Reading passage:
By RUKMINI CALLIMACHI, Associated Press
DIABALY, Mali (AP) — Abou Zeid, the shadowy and feared emir of one of al-Qaida's most successful cells, commandeered the packed-dirt home of a family here last week, embedding himself and his hundreds of men in this community of rice growers. He ate spaghetti and powdered milk, read the Quran and planned a war.
His bearded and turbaned men parked cars under the mango trees of the farmers, slept in their bedrooms and turned their courtyards into command centers and their warehouses into armories. And it took eight days before French air strikes finally drove them out of Diabaly, a pinprick of a town, in the first major showdown of the struggle to reclaim Mali's al-Qaida-occupied north.
The tactics used by the Islamist fighters in Diabaly offer a peephole into the kind of insurgency they plan to lead, and suggest the challenges the international community will face in the effort to dislodge them. They show how the Islamists are holding their ground despite a superior French force with sophisticated fighter jets, a fleet of combat helicopters and hundreds of soldiers.

Work instruction 1:
Write out the part of the Diabaly article from "By RUKMINI CALLIMACHI, Associated" to "planned a war.", word for word.
Work instruction 2:
List what the Diabaly article says makes up the superior French force.
The listing comes from a separate source and has nothing to do with the Diabaly article.

Material provided:
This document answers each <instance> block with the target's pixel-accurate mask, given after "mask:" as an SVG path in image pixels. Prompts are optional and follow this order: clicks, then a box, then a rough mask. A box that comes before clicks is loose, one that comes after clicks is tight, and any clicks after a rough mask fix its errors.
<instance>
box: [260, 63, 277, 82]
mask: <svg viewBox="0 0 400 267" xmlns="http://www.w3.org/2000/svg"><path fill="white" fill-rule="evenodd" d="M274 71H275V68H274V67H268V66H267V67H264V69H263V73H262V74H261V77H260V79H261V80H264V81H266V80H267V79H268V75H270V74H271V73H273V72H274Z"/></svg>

Response box 1:
By RUKMINI CALLIMACHI, Associated Press
DIABALY, Mali (AP) — Abou Zeid, the shadowy and feared emir of one of al-Qaida's most successful cells, commandeered the packed-dirt home of a family here last week, embedding himself and his hundreds of men in this community of rice growers. He ate spaghetti and powdered milk, read the Quran and planned a war.

Response box 2:
- sophisticated fighter jets
- a fleet of combat helicopters
- hundreds of soldiers